Непереводима именно речь, словесная ткань, сплошь и рядом и отдельные слова, взятые не в
предметном их значении, а в их более общем, предшествующем значению смысле. Построение целого
вполне переводимо, точнее говоря, переносимо из одного языка в другой — перевода оно совсем ведь и не
требует; передача его затрудняется (как мы сейчас увидим) лишь в тех случаях, когда целое это — очень
малых размеров — зависит полностью от свойства образующих его немногих речевых единиц. Сонет
останется сонетом, октава октавой; но уже метр скалькировать возможно лишь при сходном
стихосложении, что отнюдь еще не предрешает ритма, а стиховые единицы в своем построении зависят от
речевой ткани, которую как раз и нельзя перенести из одного языка в другой. Нельзя и вообще, не только в
искусстве слова: языки не накладываются друг на друга, как геометрические фигуры; конгруэнтность тут
исключение, а не правило.
Трудности перевода существуют и вне всякого искусства, но они преодолимы, поскольку точного
воспроизведения речевой ткани вовсе и не требуется. Незачем ее в точности воспроизводить и там, где
сказанное от нее отделимо, как, — даже и не покидая литературного искусства, — во всем том, что
относится к искусству вымысла. Романы, драмы и рассказы тоже почти всегда теряют в переводе, потому
что и их речевая ткань не вполне, а то и совсем не безразлична; но они не теряют главного, потому что их
речевая ткань существует в первую очередь не ради неотделимого от слов смысла, а ради предметного
значения этих слов, без которого тут обойтись невозможно и которое воспринимается сквозь их смысл,
находясь как бы по ту сторону его. Устранить значение это или затушевать его было бы тут равносильно
устранению действия, обстановки этого действия и действующих лиц, то есть всего того, без чего
невозможен вымысел. Другое дело — искусство слова, где вымысла нет или почти нет: тут замена речевой
ткани равносильна замене вымысла другим вымыслом.
Замена ткани чувствуется всегда, но там, где нам важно отделимое от нее, больше, чем она, мы с этой
заменой, даже и жалея о ней, миримся. Отделимость, заменимость — это, разумеется, нечто
колеблющееся, относительное. Латинскому изречению, ставшему поговоркой, festina lente, “медленно
поспешай”, соответствует русская пословица “тише едешь, дальше будешь” и еще ближе — немецкая eile
mit Weile [(букв.) — спешка с расстановкой (нем.)]. К русскому ближе по духу итальянская chi va piano, va
sano, дополняемая другой: chi va sano, va lontano. Всё это — крохотные произведения словесного
искусства, высказывающие ту же самую, весьма простую и пресную мысль, но манерой высказыванья
прибавляющие к ней, каждый раз по-иному, крупицу соли. Переводчик текста, где одна из них приводится,
готовой крупице будет рад; не беда, скажет, что соль не та же самая (предельная краткость и подчеркнутое
противоречие в латинской версии — полный параллелизм двух пар хореических слов в русской, рифмы в
итальянской и немецкой). И переводчик будет прав: мысль та же, а крупицы соли равноценны, хоть и
неодинаковы.

▸ **Исходные данные**

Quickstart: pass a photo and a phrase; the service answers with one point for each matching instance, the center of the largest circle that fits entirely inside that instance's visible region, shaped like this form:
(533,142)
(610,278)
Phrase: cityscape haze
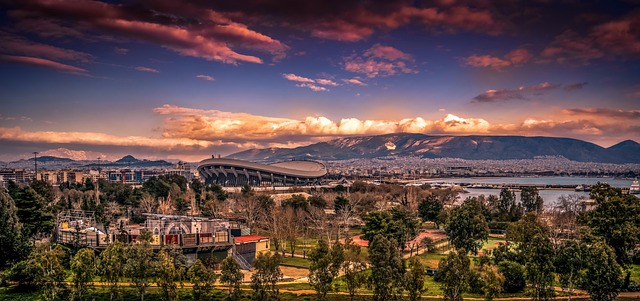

▸ **Поставленная задача**
Перечислите все пословицы и изречения, которые приведены в отрывке о переводе, и для каждой укажите язык.

▸ **Результат выполнения**
- festina lente — латинское изречение
- «тише едешь, дальше будешь» — русская пословица
- eile mit Weile — немецкая
- chi va piano, va sano — итальянская
- chi va sano, va lontano — итальянская